» TASK: Copy every line in the listing that contains "spectator".

» DATA TO PROCESS:
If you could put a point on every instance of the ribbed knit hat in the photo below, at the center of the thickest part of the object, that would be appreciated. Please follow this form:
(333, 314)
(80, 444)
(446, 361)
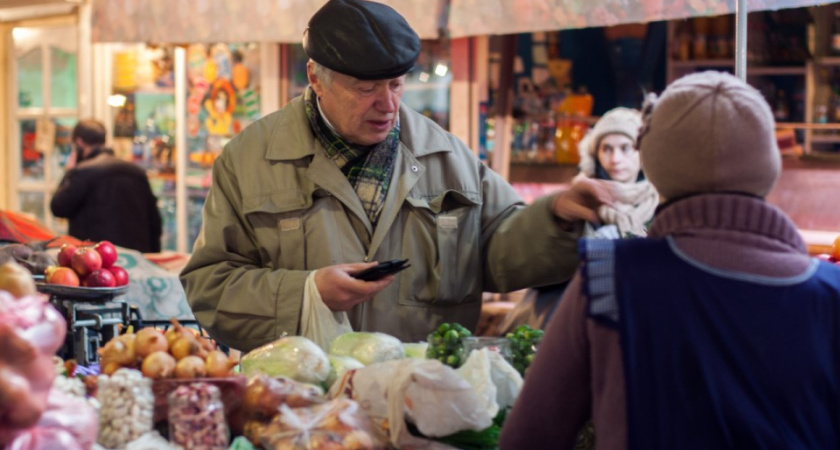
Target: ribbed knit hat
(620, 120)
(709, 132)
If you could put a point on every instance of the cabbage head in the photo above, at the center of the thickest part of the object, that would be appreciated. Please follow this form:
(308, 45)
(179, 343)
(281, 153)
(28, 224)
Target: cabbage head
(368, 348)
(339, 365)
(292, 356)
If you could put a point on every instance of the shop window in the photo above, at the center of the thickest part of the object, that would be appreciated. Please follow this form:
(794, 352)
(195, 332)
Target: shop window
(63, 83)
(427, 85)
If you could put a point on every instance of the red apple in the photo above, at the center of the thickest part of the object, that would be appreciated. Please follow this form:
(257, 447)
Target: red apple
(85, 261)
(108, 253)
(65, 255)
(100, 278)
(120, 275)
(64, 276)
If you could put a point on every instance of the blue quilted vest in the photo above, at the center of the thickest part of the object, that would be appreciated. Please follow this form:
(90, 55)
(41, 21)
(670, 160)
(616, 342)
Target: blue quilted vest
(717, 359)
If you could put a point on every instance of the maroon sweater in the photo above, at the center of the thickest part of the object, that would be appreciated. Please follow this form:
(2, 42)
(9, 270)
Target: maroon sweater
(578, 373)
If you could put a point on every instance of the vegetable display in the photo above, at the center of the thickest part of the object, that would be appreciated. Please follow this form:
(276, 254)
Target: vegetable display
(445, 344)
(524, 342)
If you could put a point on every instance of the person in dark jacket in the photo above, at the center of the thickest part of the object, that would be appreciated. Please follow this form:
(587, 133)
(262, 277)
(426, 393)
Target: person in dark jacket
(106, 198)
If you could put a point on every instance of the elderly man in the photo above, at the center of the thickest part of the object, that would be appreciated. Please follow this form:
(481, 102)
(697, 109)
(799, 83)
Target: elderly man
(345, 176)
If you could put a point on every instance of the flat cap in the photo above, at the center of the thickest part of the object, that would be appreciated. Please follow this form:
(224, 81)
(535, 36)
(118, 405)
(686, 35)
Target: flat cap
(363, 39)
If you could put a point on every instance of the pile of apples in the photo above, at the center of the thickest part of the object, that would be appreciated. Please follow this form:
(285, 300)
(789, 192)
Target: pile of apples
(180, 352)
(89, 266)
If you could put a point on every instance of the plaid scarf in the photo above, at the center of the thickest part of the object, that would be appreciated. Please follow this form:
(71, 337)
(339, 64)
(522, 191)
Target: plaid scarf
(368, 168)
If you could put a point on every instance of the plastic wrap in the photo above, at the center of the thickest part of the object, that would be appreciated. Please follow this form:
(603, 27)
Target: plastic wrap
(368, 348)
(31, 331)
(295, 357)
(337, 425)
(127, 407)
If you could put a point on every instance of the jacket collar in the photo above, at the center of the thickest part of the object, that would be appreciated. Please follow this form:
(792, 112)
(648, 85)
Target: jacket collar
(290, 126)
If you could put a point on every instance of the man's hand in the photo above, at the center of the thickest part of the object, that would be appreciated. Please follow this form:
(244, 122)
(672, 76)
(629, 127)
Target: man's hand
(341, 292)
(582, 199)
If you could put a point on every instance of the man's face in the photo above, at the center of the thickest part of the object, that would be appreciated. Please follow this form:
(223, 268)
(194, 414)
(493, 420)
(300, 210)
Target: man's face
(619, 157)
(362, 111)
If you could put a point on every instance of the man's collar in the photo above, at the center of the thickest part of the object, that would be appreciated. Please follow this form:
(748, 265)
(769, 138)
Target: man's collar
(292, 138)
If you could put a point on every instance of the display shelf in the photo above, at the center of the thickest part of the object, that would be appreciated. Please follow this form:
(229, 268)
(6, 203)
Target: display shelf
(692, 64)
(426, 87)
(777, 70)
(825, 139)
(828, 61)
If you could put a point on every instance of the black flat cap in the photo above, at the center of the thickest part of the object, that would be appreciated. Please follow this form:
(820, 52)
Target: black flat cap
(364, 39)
--
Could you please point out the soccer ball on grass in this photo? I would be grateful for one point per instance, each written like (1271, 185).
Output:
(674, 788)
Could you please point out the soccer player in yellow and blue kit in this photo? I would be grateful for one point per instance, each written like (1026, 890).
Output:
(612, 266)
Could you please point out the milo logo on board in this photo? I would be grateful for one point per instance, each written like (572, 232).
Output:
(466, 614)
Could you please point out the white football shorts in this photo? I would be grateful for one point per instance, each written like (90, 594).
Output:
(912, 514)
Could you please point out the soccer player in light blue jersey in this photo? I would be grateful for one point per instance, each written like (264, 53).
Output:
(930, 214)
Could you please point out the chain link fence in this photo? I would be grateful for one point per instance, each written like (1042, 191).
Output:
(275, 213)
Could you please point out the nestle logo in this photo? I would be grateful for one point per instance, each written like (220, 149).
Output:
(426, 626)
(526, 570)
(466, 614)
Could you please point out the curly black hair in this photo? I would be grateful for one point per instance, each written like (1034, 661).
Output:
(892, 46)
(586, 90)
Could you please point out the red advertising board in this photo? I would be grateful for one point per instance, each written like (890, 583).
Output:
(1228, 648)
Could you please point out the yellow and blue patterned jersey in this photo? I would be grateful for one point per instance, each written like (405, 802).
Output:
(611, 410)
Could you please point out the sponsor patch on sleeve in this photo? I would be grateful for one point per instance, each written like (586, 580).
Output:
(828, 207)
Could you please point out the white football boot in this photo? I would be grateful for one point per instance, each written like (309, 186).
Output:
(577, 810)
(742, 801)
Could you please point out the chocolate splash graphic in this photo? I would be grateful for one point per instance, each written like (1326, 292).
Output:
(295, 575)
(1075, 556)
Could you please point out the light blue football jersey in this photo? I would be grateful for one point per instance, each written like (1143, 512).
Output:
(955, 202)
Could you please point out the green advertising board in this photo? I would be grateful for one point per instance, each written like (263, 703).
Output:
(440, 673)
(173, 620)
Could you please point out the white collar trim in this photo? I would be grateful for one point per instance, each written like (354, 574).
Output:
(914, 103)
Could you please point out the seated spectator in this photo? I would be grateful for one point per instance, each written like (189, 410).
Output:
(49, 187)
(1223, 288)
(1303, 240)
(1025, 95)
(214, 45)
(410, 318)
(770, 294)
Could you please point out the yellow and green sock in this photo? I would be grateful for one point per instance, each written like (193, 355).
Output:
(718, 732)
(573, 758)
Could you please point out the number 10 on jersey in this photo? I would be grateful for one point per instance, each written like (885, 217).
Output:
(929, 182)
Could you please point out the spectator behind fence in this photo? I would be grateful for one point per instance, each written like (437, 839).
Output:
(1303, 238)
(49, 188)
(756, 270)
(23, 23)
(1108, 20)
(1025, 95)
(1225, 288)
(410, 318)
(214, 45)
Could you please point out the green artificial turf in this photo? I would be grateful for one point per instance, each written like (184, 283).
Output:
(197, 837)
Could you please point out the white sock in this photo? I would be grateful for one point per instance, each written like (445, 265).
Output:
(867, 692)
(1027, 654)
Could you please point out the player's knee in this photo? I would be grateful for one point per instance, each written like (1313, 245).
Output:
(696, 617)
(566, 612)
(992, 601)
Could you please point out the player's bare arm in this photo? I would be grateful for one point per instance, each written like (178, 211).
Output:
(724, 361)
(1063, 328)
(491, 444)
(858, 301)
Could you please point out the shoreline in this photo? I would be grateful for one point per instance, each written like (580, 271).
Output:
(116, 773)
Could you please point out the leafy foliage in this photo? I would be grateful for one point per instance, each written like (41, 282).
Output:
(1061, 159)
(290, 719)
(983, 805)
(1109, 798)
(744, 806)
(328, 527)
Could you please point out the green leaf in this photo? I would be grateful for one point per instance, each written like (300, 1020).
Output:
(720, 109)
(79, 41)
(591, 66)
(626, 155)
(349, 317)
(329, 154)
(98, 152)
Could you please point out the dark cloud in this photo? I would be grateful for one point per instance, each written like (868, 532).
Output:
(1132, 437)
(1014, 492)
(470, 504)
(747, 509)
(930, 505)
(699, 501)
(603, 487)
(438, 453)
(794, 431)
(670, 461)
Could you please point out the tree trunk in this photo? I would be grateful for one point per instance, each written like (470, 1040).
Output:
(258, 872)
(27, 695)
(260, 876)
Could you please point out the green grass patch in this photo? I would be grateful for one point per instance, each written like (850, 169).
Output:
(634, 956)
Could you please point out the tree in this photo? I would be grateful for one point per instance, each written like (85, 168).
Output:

» ANSWER BELOW:
Could you please point out the seated spectator in this photo? I would be grateful for one point per instance, each written like (189, 410).
Could you please point out the spectator behind fence in this photo? I would be grateful for one point per instance, each written like (437, 839).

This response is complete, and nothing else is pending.